Your goal - Work through the data below and copy out every line where "railing" is found.

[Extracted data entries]

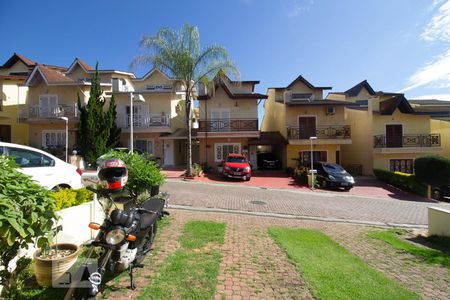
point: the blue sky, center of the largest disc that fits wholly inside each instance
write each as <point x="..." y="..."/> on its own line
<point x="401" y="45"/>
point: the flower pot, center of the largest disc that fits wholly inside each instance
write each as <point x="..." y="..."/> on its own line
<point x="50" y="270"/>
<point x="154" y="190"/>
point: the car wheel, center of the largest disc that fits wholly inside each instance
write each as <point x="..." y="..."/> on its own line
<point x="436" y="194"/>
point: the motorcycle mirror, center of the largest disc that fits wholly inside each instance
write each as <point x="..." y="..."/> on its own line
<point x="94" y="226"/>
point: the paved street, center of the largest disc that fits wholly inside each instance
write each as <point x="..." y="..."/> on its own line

--

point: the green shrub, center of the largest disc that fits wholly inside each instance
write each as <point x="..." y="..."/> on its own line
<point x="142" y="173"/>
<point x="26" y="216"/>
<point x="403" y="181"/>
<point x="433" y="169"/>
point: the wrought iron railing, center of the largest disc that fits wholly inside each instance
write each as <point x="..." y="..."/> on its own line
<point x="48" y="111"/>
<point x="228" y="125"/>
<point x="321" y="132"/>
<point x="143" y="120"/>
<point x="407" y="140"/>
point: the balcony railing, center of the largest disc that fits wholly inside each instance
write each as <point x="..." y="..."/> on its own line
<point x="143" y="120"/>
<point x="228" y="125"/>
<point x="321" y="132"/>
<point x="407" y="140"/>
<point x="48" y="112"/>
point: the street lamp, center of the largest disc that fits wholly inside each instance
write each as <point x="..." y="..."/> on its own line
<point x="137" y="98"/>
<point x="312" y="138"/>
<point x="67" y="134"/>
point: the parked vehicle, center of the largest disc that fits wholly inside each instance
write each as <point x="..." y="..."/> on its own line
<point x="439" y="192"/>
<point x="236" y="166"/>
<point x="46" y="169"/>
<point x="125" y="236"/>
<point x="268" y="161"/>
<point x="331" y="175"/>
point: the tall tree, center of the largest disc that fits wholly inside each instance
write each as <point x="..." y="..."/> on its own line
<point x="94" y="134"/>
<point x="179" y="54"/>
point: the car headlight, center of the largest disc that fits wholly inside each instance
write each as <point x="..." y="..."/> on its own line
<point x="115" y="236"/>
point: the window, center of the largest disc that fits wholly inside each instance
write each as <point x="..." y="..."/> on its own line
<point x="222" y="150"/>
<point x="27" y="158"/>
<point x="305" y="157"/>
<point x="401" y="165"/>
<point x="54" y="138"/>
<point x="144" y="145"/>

Solved exercise -
point: the wrought iron railing, center of the largest disc that fits wholly inside each instance
point: the balcony railing, center of the largest disc that fits wholly inside each instance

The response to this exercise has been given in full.